● **GIVEN PASSAGE**:
The Columbia Encyclopedia, Sixth Edition | 2008 | The Columbia Encyclopedia, Sixth Edition. Copyright 2008 Columbia University Press. (Hide copyright information) Copyright

Edna St. Vincent Millay , 1892-1950, American poet, b. Rockland, Maine, grad. Vassar College, 1917. One of the most popular poets of her era, Millay was admired as much for the bohemian freedom of her youthful lifestyle as for her verse. During the early 1920s she lived in Greenwich Village, New York City, and wrote satiric sketches for Vanity Fair under the pseudonym Nancy Boyd. Among her friends were Edmund Wilson and John Peale Bishop.

Renascence, her first volume of poetry, appeared in 1917 and was praised for its freshness and vitality. It was followed by A Few Figs from Thistles (1920), Second April (1921), and The Ballad of the Harp Weaver (1922; Pulitzer Prize). She also was a member of the Provincetown Players , a group that produced several of her verse dramas, including Aria da Capo (1920) and Two Slatterns and a King (1921).

● **INFORMATION SUPPLIED**:
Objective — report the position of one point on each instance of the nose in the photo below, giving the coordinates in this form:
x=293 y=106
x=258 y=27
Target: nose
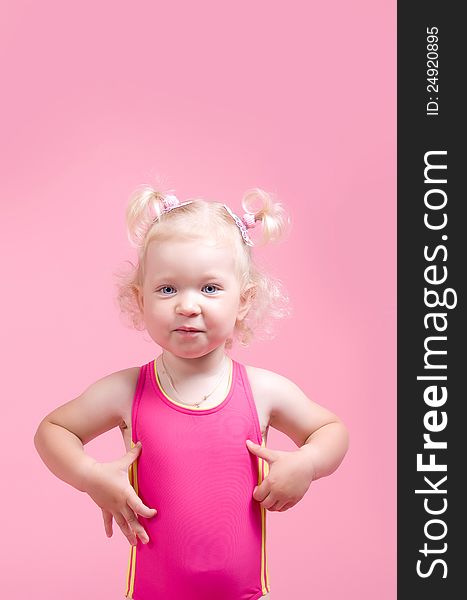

● **EXERCISE TASKS**:
1. According to the Millay entry, what pseudonym did Millay use for the satiric sketches she wrote for Vanity Fair?
2. Return the part of the Millay entry from "Edna St. Vincent" to "John Peale Bishop.", word for word.

● **RESULTS IN ORDER**:
1. Nancy Boyd

2.
Edna St. Vincent Millay , 1892-1950, American poet, b. Rockland, Maine, grad. Vassar College, 1917. One of the most popular poets of her era, Millay was admired as much for the bohemian freedom of her youthful lifestyle as for her verse. During the early 1920s she lived in Greenwich Village, New York City, and wrote satiric sketches for Vanity Fair under the pseudonym Nancy Boyd. Among her friends were Edmund Wilson and John Peale Bishop.